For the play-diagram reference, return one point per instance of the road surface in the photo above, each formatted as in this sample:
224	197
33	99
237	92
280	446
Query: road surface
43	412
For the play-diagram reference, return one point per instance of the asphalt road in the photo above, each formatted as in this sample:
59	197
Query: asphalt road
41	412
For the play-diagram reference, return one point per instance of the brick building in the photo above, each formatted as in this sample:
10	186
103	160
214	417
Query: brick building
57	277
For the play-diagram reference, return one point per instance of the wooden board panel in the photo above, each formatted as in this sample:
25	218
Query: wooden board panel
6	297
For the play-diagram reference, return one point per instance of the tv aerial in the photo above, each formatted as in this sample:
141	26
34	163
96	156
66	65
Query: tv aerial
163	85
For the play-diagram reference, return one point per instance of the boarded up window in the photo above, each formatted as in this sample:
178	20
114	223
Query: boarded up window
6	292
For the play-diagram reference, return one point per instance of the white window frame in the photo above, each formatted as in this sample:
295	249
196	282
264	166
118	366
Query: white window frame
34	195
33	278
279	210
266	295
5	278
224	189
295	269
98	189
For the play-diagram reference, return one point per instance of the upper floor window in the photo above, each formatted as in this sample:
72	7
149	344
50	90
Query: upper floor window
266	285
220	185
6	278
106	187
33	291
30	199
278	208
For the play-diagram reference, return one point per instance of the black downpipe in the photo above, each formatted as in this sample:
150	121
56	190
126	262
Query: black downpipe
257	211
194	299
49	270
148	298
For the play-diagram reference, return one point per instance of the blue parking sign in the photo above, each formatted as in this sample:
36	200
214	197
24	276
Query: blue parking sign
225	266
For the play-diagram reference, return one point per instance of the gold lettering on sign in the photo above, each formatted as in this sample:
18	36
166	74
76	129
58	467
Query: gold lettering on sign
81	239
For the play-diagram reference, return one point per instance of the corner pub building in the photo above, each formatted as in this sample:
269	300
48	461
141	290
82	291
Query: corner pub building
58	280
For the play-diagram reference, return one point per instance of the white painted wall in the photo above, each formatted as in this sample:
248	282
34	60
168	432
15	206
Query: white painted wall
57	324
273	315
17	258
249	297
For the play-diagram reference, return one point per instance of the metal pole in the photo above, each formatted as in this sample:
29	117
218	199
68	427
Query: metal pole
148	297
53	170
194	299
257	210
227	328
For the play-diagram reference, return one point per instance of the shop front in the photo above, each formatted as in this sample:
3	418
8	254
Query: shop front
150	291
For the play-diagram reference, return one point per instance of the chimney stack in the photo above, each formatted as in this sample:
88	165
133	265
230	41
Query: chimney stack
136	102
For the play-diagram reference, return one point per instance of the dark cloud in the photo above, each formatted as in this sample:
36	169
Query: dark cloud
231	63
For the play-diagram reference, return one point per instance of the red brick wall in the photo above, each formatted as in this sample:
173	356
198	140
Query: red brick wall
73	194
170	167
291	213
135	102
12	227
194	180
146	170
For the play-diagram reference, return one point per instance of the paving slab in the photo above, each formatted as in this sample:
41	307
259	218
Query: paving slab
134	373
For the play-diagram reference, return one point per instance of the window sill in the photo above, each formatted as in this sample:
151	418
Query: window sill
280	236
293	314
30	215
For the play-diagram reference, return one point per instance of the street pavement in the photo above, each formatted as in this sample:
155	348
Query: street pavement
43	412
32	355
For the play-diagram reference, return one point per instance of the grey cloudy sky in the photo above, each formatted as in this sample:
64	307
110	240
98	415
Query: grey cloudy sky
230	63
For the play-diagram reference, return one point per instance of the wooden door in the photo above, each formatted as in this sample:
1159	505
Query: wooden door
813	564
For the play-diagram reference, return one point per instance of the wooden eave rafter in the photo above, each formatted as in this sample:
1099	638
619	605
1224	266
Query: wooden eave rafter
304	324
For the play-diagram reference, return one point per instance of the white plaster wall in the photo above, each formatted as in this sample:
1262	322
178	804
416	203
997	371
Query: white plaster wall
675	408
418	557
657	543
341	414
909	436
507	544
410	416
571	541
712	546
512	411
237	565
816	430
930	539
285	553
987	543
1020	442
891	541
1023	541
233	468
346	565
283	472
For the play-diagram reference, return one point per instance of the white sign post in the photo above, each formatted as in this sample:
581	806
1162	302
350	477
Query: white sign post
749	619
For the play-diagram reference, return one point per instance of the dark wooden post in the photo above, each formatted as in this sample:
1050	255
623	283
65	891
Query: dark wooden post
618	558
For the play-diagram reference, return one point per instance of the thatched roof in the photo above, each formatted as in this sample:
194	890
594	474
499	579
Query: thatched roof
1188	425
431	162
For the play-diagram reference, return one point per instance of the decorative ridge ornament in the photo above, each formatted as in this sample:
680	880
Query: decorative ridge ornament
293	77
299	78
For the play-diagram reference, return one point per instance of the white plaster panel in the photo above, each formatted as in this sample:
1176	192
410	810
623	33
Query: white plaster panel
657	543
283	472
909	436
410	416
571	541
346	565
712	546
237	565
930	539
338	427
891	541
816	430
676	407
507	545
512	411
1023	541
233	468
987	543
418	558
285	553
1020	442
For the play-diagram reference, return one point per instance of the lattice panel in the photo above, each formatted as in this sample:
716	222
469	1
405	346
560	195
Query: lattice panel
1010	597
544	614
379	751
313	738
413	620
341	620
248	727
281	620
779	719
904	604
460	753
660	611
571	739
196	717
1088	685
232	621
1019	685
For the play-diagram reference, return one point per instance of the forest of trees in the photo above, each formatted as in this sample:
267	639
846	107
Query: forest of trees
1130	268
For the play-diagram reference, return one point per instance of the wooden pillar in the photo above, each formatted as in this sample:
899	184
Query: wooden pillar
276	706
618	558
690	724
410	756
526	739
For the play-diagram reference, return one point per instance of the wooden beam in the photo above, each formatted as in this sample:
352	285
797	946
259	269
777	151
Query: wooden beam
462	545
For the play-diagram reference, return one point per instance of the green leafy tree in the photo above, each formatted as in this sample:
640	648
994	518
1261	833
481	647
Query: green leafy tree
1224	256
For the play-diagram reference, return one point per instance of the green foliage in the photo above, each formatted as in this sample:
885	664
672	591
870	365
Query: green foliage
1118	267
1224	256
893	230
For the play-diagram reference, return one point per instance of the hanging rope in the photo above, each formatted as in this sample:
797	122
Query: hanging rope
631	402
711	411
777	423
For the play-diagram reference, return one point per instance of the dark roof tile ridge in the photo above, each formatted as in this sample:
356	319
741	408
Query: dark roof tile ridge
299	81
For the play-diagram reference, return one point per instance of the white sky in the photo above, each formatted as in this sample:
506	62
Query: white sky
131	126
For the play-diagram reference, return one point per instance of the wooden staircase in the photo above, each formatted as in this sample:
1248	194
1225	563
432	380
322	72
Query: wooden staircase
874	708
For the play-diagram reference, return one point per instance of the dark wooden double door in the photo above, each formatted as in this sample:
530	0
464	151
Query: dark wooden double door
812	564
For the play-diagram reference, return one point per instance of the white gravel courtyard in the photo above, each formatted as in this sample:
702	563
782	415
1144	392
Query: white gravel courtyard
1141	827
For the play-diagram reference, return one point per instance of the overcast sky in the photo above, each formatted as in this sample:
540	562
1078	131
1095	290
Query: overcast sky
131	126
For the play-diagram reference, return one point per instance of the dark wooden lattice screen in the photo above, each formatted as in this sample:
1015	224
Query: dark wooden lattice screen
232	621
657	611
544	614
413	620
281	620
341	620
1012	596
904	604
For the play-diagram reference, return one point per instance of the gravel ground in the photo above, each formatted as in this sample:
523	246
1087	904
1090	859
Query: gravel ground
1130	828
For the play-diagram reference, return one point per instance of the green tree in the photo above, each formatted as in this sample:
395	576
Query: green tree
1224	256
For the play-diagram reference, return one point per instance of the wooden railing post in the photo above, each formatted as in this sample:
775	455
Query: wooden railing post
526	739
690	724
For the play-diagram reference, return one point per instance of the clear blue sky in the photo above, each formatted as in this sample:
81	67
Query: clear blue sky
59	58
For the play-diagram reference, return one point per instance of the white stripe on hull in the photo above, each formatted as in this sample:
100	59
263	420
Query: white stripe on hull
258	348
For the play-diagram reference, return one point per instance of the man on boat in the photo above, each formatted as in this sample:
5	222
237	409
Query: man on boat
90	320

-- -- --

REQUIRED ACTION
Copy verbatim the span of lines that begins with the line holding "boat in the" and ends at the last line of the records.

REPLY TO THE EXERCISE
For the play-diagram reference, return one point per instance of the man on boat in the photo above, each formatted as in this sample:
5	222
237	409
Query: man on boat
90	320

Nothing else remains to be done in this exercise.